**Document segment**.
Delicious Soy marinated eggs, perfect for a warming bowl of Ramen soup and as a snack. A delicious blend of soy sauce, mirin, garlic and ginger for wonderfully sweet and salty, divinely marinated eggs!
Recently I’ve been on a bit of an Asian cooking kick, and these simple soy marinated ramen eggs have become an absolute favourite of mine. They work amazingly for big bowls of ramen, other noodle and rice dishes, as well as served with some of the marinade sauce and some sesame seeds/ a drizzle of sesame oil- Yummy.
The mixture of soy sauce, mirin, garlic, ginger and sugar ( or natural sweetener of your choice) yields amazing flavour for all your tastes; sweet, salty, earthy, with a wonderful umami quality too. And, although I recommend a 3 hour minimum marination time, these eggs can be marinated overnight ( or even three nights!) and will get more and more deliciously tasty.
I’ve cooked these eggs to a delicious ‘soft boiled egg’ gooey yolk consistency because that is the way I love to enjoy them, and that is what I personally prefer in my bowls of ramen too. However, you can customise the cook time depending on the type of boiled eggs you prefer.
These soy sauce eggs are also a new favourite simple egg recipe of mine for the fact that they can be eaten straight out of the fridge. Once prepped in the liquid, keep them in the refrigerator for up to four days (After three days they’ve truly hit their flavour sweet spot. mine don’t usually make it that long though before I’ve gobbled them all up).
How to Make the Soy Marinated Eggs:
What’s needed:

- 6 eggs
- 1 tablespoon white vinegar
- 2 garlic cloves
- 3 slices of ginger
- 1 tablespoon brown sugar
- 1/4 cup soy sauce ( I used dark soy sauce for more depth of flavour and colour)
- 2 tablespoon mirin sauce (optional)
- 1.5 cups water
The How-To:
- Carefully prick the large end of the eggs with a needle or an egg piercer. This will allow the air to escape the shell to give you a smooth, rounded end to your egg.
- Bring plenty of water to boil and add 1 tablespoon white vinegar. This will help make the eggs easier to peel, which is crucial to a perfect ‘aesthetical’ marinated egg. The marinade will cling to any imperfections in the egg otherwise, making them obvious.
- Carefully dip the eggs in the boiling water and boil for exactly 6 minutes. Timing is critical to keep a slightly runny yolk.
Note* I know there are a lot of different methods for boiling eggs. From bringing room-temp water to boil, shutting off the heat when boiling etc. I prefer this method of using boiling water throughout the cooking process as I find it the easiest way to get perfect results whenever timing the eggs.
- As soon as 6 minutes are over, place the eggs in ice water ( an ice bath) for 4-5 minutes. Alternatively, you can run cold water over them for a minute or two ( until the eggs are completely cooled down). This is crucial to stop the cooking process and keep the egg yolk creamy.
To Prepare The Marinade:
- First, slice 3 pieces of ginger and chop or smash the garlic.
Note* You can experiment with different spices for your marinated eggs. Just make sure that you heat the marinade so that the spices and various flavours properly infuse into the liquid. - Heat up the soy sauce and mirin sauce together with the sugar, garlic and ginger. Keep on the heat for a couple minutes until the sugar dissolves and the mixture caramelises a bit.

[Pointing and labeling entries]
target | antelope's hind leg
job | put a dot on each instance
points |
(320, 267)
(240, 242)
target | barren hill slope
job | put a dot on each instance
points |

**Tasks to perform**.
- A) Translate this sentence from the soy marinated eggs recipe into Spanish: "Timing is critical to keep a slightly runny yolk."
- B) Name every item on the "What's needed" list in the soy marinated eggs recipe, with its stated amount.
- C) Carry on with the soy marinated eggs recipe from its last sentence.

**Task results**.
- A) El tiempo es fundamental para mantener la yema ligeramente líquida.

- B)
- 6 eggs
- 1 tablespoon white vinegar
- 2 garlic cloves
- 3 slices of ginger
- 1 tablespoon brown sugar
- 1/4 cup soy sauce
- 2 tablespoon mirin sauce (optional)
- 1.5 cups water

- C)
- Turn off the heat and add 1.5 cups of water. Remove the ginger and garlic.
Note* if you find the eggs too salty when marinating for longer than 3 hours, you may want to add extra mirin sauce for sweetness or dilute it a little with extra water in the future. - Carefully peel the eggs. To have a perfect egg white surface, gently tap the egg against a hard surface to break the shell in multiple spots and they’ll be easier to peel.
- Transfer the eggs to a glass container and cover them with the soy sauce mixture. Marinate for a minimum of 3 hours ( This can be done at room temperature, although any longer then I’d transfer them to the fridge).
- In as little as 3 hours, you get marinated, slightly coloured eggs with a runny gooey yolk. You can then either remove the eggs and store them in the fridge for up to 4 days. Alternatively, leave the eggs in the marinade in the fridge.
These are now ready to dd to your favourite dishes or eat as a snack. I love to enjoy them with a warming bowl of ramen.
Further Notes:
I’ve suggested a 3-hour marinade minimum for the egg to really start picking up all the delicious flavours. However, it’s best left overnight and really reaches it’s flavour peak after 3 days of marinating. At this point, it reaches all the way to the yolk with amazing results.
You can also re-use the leftover marinade too for another couple of weeks too for a new batch of eggs ( you may be able to use it for longer too however, I’ve never tried more than 3 weeks).
The Soy-Marinated Ramen Eggs Recipe:
Soy-Marinated Ramen Eggs
Ingredients
- 6 eggs
- 1 tablespoon white vinegar
- 2 garlic cloves
- 3 slices ginger
- 1 tablespoon brown sugar
- 1/4 cup soy sauce
- 2 tablespoon mirin rice wine optional
- 1.5 cups water
Instructions
- Carefully prick the large end of the eggs with a needle or an egg piercer. This will allow the air to escape the shell to give you a smooth, rounded end to your egg.
- Bring plenty of water to boil and add 1 tablespoon white vinegar. This will help make the eggs easier to peel, which is crucial to a perfect 'aesthetical' marinated egg. The marinade will cling to any imperfections in the egg otherwise, making them obvious.Â
- Carefully dip the eggs in the boiling water and boil for exactly 6 minutes. Timing is critical to keep a slightly runny yolk.*
As soon as 6 minutes are over, place the eggs in ice water ( an ice bath) for 4-5 minutes. Alternatively, you can run cold water over them for a minute or two ( until the eggs are completely cooled down). This is crucial to stop the cooking process and keep the egg yolk creamy. To Prepare The Marinade:
- First, slice 3 pieces of ginger and chop or smash the garlic. **
- Heat up the soy sauce and mirin sauce together with the sugar, garlic and ginger. Keep on the heat for a couple minutes until the sugar dissolves and the mixture caramelises a bit.
- Turn off the heat and add 1.5 cups of water. Remove the ginger and garlic. ***
- Carefully peel the eggs. To have a perfect egg white surface, gently tap the egg against a hard surface to break the shell in multiple spots and they'll be easier to peel.Â
- Transfer the eggs to a glass container and cover them with the soy sauce mixture. Marinate for a minimum of 3 hours ( This can be done at room temperature, although any longer then I'd transfer them to the fridge).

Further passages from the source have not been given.